[Items from a dataset]
* * * * * * *
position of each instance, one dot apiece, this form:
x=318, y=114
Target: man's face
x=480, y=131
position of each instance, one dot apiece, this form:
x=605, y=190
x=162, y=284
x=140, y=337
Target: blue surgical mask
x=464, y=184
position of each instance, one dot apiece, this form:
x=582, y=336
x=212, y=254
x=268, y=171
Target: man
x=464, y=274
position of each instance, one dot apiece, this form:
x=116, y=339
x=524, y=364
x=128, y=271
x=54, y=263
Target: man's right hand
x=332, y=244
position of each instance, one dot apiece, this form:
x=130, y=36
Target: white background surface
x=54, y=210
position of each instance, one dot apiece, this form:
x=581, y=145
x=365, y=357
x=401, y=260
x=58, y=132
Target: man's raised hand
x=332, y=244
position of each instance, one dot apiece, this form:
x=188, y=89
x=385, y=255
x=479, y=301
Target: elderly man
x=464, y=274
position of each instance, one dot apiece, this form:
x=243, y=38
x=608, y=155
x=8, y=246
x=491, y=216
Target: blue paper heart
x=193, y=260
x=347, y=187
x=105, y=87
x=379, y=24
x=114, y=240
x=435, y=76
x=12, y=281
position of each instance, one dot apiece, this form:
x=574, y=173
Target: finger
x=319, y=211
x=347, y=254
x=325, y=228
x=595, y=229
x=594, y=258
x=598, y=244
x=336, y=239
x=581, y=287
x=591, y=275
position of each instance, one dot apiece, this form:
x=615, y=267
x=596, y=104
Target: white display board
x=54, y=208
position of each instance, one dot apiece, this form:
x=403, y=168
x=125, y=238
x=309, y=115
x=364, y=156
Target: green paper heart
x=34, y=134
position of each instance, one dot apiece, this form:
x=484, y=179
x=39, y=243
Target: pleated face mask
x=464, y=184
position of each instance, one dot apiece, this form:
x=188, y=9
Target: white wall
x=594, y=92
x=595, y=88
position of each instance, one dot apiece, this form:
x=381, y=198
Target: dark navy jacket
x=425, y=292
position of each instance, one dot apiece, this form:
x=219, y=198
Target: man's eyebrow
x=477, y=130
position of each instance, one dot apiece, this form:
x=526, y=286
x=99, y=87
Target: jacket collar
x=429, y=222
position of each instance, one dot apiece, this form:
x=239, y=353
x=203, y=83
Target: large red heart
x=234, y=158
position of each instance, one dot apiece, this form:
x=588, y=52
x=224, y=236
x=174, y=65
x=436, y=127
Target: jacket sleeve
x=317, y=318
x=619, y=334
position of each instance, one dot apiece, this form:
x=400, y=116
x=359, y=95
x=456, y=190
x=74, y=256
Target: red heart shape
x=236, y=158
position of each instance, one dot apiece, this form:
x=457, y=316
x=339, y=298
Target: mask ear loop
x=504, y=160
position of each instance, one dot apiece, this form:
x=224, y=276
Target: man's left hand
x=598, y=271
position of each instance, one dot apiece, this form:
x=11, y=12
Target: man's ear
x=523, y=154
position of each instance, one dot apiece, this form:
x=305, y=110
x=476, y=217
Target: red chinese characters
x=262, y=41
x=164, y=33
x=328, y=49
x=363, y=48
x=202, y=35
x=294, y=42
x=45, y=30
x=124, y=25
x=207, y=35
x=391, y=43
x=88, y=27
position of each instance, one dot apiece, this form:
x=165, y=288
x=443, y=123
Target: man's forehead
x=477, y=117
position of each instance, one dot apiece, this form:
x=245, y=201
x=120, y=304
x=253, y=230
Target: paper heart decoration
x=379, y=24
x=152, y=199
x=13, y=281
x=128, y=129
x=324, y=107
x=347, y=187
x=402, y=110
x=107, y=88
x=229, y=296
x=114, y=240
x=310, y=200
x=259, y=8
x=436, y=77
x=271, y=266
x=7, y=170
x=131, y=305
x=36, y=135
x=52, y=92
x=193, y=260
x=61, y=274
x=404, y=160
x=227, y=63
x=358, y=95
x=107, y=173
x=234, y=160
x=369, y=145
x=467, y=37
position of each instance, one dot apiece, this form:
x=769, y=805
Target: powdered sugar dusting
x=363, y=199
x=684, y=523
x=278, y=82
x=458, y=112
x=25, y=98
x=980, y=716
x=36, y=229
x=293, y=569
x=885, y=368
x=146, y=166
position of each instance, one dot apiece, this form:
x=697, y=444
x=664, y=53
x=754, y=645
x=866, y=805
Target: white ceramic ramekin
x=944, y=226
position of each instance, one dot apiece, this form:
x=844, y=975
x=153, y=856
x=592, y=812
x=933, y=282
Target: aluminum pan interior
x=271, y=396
* * * * * * *
Looking back over the data above, restate word for word the lines that begin at the line with "x=219, y=198" and end at the line with "x=436, y=127", inclusive.

x=219, y=198
Target: man's eyebrow
x=477, y=130
position of each instance, one dot apiece, this form:
x=526, y=286
x=99, y=87
Target: jacket collar
x=429, y=222
position of each instance, one dot apiece, this form:
x=239, y=353
x=203, y=83
Target: large red heart
x=234, y=158
position of each instance, one dot apiece, this form:
x=588, y=52
x=224, y=236
x=174, y=65
x=436, y=127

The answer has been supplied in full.